SHORT TASK: Swap "photo" for "image" in the records, from the line containing "If you could pin the car hood" through the end, inclusive, and give those lines again with nothing else changed. Omit the pictures.
----- DATA FOR THIS EXERCISE -----
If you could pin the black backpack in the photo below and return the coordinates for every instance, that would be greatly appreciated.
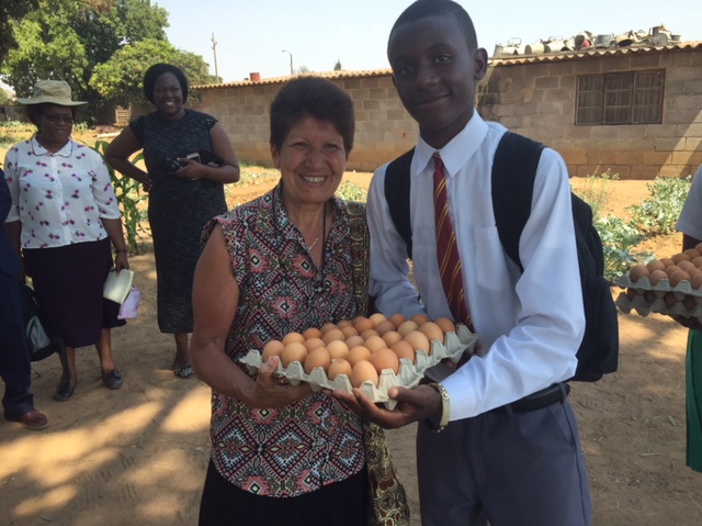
(41, 343)
(513, 172)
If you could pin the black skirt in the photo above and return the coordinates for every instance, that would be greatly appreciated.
(68, 281)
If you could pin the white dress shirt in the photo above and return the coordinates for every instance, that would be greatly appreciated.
(530, 325)
(60, 198)
(690, 220)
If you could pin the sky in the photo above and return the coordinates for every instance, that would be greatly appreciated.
(251, 35)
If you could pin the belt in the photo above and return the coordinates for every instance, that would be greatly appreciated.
(555, 393)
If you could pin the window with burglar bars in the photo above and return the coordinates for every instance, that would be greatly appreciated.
(632, 97)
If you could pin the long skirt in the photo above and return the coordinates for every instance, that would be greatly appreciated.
(68, 281)
(693, 399)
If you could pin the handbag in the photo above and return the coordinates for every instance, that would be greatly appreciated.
(388, 500)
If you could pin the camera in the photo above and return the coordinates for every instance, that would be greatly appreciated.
(172, 165)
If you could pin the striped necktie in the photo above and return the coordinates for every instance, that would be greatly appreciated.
(450, 267)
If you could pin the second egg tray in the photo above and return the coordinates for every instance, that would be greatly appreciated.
(409, 374)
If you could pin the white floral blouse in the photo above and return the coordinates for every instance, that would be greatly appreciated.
(60, 198)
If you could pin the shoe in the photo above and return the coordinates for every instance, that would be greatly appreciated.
(113, 379)
(34, 420)
(186, 371)
(64, 391)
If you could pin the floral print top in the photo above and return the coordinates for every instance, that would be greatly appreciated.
(60, 198)
(299, 448)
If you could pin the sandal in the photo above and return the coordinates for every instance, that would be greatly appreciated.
(113, 380)
(185, 371)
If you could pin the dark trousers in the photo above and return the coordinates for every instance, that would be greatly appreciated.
(15, 365)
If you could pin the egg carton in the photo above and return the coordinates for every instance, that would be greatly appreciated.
(409, 374)
(682, 289)
(658, 306)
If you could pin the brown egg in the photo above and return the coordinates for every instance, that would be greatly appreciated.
(327, 327)
(313, 343)
(272, 348)
(690, 302)
(398, 319)
(446, 324)
(338, 349)
(391, 337)
(339, 366)
(318, 357)
(358, 353)
(418, 341)
(407, 327)
(293, 337)
(293, 352)
(363, 324)
(637, 272)
(655, 264)
(657, 275)
(682, 256)
(333, 334)
(678, 276)
(349, 330)
(670, 269)
(403, 350)
(432, 331)
(420, 318)
(377, 317)
(363, 371)
(385, 359)
(374, 343)
(354, 341)
(385, 326)
(312, 332)
(368, 333)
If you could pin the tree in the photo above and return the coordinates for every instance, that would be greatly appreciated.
(120, 79)
(9, 12)
(68, 39)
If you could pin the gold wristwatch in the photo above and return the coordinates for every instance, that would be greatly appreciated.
(445, 409)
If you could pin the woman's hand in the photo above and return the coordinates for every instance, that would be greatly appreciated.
(270, 391)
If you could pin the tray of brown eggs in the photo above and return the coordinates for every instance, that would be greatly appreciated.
(671, 286)
(372, 353)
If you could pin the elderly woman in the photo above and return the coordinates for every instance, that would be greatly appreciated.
(282, 454)
(183, 193)
(63, 218)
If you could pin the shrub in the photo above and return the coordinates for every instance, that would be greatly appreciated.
(659, 214)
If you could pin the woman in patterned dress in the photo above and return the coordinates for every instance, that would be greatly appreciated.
(281, 454)
(64, 216)
(181, 200)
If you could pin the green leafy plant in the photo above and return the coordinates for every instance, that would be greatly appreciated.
(129, 195)
(658, 214)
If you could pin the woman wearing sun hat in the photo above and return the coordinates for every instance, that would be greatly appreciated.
(64, 217)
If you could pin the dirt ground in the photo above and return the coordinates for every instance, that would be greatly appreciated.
(138, 455)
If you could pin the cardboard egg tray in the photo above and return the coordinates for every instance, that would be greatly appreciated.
(409, 375)
(644, 307)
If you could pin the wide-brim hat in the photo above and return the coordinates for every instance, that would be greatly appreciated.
(52, 92)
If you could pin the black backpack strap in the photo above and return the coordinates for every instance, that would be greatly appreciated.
(513, 172)
(397, 188)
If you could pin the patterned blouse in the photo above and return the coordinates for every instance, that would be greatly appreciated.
(296, 449)
(60, 198)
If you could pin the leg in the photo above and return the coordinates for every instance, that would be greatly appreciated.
(69, 375)
(111, 377)
(181, 363)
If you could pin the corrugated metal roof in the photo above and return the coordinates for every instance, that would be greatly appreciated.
(493, 61)
(591, 52)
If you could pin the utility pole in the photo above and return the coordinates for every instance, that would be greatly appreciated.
(291, 66)
(214, 50)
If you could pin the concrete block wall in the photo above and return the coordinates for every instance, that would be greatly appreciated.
(384, 129)
(539, 100)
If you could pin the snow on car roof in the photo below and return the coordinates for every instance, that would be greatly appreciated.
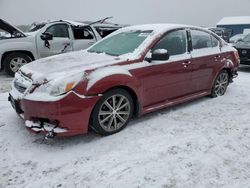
(154, 27)
(74, 23)
(234, 20)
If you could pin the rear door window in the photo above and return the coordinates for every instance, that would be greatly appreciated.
(174, 42)
(200, 40)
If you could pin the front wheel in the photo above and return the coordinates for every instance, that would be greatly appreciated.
(220, 84)
(14, 61)
(113, 112)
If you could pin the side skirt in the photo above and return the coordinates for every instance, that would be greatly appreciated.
(167, 103)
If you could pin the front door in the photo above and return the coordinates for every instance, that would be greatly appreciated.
(60, 43)
(84, 37)
(206, 57)
(168, 80)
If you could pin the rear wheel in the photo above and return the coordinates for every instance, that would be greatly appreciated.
(113, 112)
(14, 61)
(220, 84)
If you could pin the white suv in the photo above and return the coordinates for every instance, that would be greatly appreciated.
(43, 40)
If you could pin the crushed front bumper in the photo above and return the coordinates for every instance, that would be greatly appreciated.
(66, 117)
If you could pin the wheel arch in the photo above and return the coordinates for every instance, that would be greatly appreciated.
(133, 94)
(5, 54)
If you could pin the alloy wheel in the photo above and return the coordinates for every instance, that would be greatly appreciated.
(221, 84)
(114, 112)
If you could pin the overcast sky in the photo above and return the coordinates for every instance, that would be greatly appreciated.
(196, 12)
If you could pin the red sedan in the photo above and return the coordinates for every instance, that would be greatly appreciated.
(134, 71)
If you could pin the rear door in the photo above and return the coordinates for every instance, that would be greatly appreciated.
(60, 43)
(206, 58)
(167, 80)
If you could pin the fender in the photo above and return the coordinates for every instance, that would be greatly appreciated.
(101, 80)
(228, 65)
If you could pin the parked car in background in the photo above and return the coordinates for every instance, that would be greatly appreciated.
(133, 71)
(243, 47)
(236, 38)
(45, 39)
(222, 32)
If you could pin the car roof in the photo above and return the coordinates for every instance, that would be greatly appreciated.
(160, 28)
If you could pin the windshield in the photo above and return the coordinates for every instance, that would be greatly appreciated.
(121, 43)
(35, 27)
(246, 38)
(236, 37)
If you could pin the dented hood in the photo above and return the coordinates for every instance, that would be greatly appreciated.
(66, 65)
(11, 29)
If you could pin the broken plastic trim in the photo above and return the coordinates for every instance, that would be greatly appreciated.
(40, 126)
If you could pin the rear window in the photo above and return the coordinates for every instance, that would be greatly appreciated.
(200, 40)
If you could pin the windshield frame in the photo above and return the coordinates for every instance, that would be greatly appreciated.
(246, 37)
(133, 50)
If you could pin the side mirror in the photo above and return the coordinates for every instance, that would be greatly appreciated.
(160, 55)
(46, 36)
(239, 40)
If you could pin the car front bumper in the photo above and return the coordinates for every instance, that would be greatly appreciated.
(67, 116)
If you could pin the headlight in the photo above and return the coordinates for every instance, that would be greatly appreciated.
(63, 85)
(61, 88)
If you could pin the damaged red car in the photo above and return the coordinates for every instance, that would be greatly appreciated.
(134, 71)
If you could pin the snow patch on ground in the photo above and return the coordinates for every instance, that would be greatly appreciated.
(204, 143)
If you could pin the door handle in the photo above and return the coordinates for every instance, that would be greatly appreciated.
(186, 63)
(90, 43)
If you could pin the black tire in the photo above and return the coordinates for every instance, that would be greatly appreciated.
(220, 84)
(114, 116)
(9, 60)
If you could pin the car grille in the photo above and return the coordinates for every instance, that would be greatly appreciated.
(21, 88)
(22, 83)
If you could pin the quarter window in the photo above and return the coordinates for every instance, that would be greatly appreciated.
(175, 43)
(59, 30)
(215, 42)
(200, 40)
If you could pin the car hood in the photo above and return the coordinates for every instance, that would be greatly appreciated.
(66, 65)
(240, 45)
(11, 29)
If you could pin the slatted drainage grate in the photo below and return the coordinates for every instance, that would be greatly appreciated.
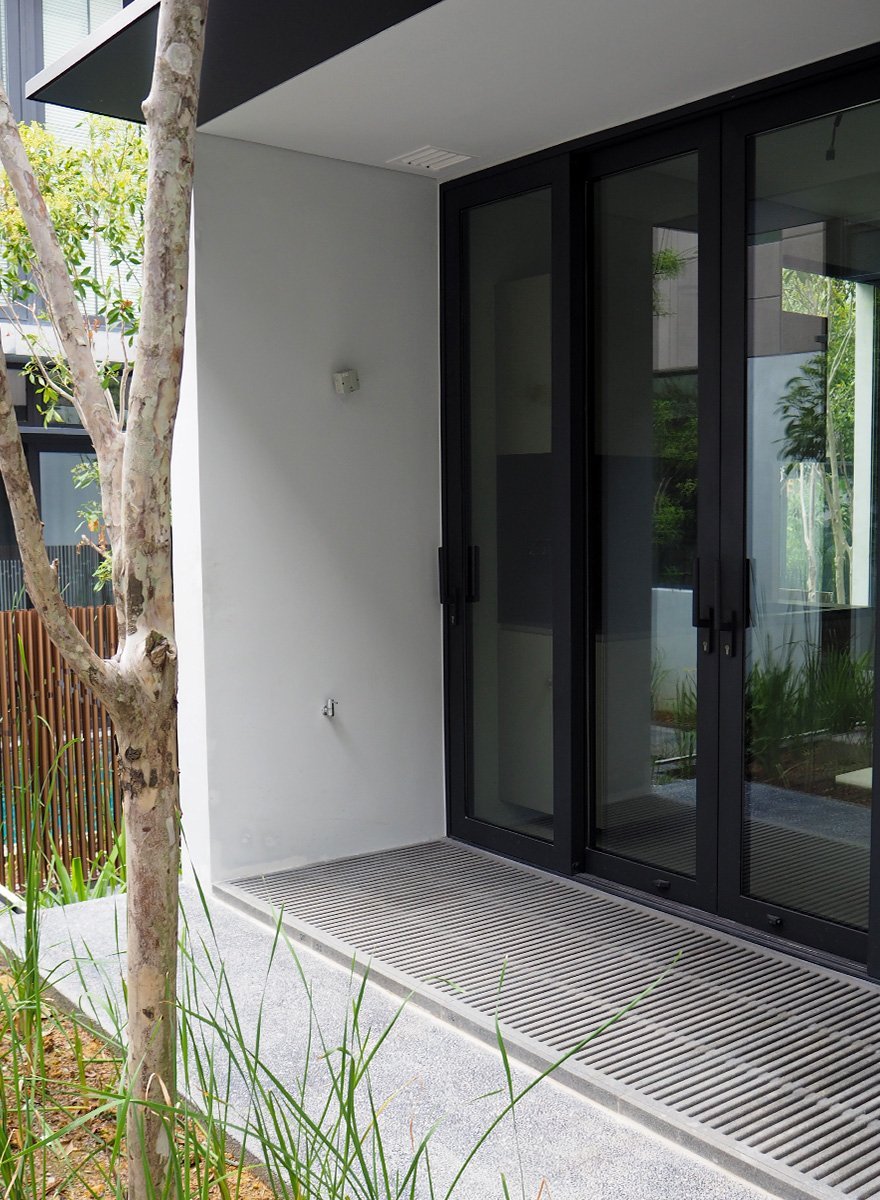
-----
TASK RESULT:
If you could pin the car hood in the image above and return the coordinates for every instance, that would be greatly appreciated.
(66, 65)
(240, 45)
(11, 29)
If you could pin the slatted drainage grate in the image below and return the coordinates for every instance, that would be greatly appreciated.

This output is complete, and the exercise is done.